Segment Open

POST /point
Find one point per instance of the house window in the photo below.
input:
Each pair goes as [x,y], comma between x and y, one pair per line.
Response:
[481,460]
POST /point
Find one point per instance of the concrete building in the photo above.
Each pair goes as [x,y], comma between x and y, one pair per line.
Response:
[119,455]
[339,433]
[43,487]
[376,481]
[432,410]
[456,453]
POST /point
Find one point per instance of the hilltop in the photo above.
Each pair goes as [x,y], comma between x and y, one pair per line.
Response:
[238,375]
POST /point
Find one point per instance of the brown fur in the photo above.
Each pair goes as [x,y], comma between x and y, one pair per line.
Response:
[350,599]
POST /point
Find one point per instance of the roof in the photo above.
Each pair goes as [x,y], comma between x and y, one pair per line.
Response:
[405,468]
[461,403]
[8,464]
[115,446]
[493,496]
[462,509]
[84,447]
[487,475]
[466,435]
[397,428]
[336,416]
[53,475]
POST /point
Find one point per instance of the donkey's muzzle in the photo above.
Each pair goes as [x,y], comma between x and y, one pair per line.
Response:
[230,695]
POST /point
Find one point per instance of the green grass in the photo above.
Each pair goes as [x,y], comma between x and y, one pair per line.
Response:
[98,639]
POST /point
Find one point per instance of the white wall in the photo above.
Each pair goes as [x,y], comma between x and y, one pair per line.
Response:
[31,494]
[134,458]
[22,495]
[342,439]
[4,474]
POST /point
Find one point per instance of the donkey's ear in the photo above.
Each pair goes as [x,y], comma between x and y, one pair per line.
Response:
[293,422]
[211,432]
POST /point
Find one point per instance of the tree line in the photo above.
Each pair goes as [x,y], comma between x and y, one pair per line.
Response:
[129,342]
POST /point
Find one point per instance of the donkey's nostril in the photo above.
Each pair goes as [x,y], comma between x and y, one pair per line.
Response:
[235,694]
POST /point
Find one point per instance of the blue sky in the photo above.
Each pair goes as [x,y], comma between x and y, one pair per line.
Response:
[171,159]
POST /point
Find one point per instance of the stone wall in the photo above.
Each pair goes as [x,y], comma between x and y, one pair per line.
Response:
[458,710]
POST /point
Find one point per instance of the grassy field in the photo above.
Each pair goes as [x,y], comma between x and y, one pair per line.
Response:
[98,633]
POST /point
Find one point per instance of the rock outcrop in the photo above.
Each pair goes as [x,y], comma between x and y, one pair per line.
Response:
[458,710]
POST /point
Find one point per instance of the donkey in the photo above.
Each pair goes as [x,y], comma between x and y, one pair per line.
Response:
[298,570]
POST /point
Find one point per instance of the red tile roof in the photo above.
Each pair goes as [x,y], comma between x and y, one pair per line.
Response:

Segment Closed

— Task to complete —
Write out the listing again. Keep every character the same.

— Exercise response —
POST /point
Find one point per instance of the house window in the photo below.
input:
Each pair goes as [x,y], comma between x and y, one pair per line.
Response:
[481,460]
POST /point
Find one point per instance of the concrete building in the photo above.
Each pair goes as [x,y], comma between x and y, one pair per line.
Response:
[119,455]
[339,433]
[43,487]
[376,481]
[432,410]
[456,453]
POST /point
Find one point per instance of the hilltop in the photo above.
Each pair goes as [x,y], comma between x and y, one pair per line.
Response:
[238,375]
POST /point
Find one point per instance of the brown fur in the photo above.
Each pair goes as [x,y], comma between x and y, one pair per line.
Response:
[350,599]
POST /point
Find one point per instance of the roof in the photo above.
Each pair goes as [x,y], comma between x and y, one pair per line.
Response:
[405,468]
[461,403]
[8,464]
[115,446]
[493,496]
[462,509]
[84,447]
[487,475]
[466,435]
[397,428]
[336,416]
[53,475]
POST /point
Find one point per instance of the donkey's muzzle in the photo above.
Each pair goes as [x,y], comma between x and y, one pair per line.
Response:
[230,695]
POST /point
Find one point per instance of the green grass in the photo above.
Each pair goes as [x,y], comma between x and y, one pair per line.
Response:
[98,639]
POST /point
Find one point per instance of the white wall in the photo above.
Each pair goes as [x,y], comma between x and y, one pair per line.
Response:
[31,494]
[134,458]
[22,495]
[342,439]
[4,474]
POST /point
Find one point per instance of the donkey's ear in the photo above.
Each pair goes as [x,y], comma between x and y, one pair per line.
Response:
[293,422]
[211,432]
POST /point
Find one point per instance of the tree line in the photo above.
Each pair goes as [x,y], comma between x and y, one pair per line.
Response:
[129,342]
POST /point
Find one point per instance of the donkey's nostril in the photo above.
Each pair goes as [x,y], comma between x and y, one pair per line.
Response:
[235,694]
POST /point
Find one point per instance of the blue sky in the photo above.
Each pair goes as [x,y], comma between x and y, one pair per line.
Response:
[171,159]
POST /point
Find one point per instance of the stone wall in the photo above.
Each pair goes as [x,y], comma between x and y, one pair per line.
Response:
[458,710]
POST /point
Find one point per instance of the grassy field in the photo above.
Each pair goes as [x,y], comma between x and y, one pair per line.
Response:
[98,633]
POST /point
Find one point per instance of the rock outcrop in the photo above.
Each pair goes as [x,y], comma between x and y, one pair per line.
Response:
[458,710]
POST /point
Find one point per instance of the donkey in the photo above.
Each pair goes as [x,y], comma between x and y, one pair per line.
Response:
[298,570]
POST /point
Find one point per instance of the red tile roof in the photo above.
Each pair goes as [x,y], comma between x and y, one pair per line.
Response:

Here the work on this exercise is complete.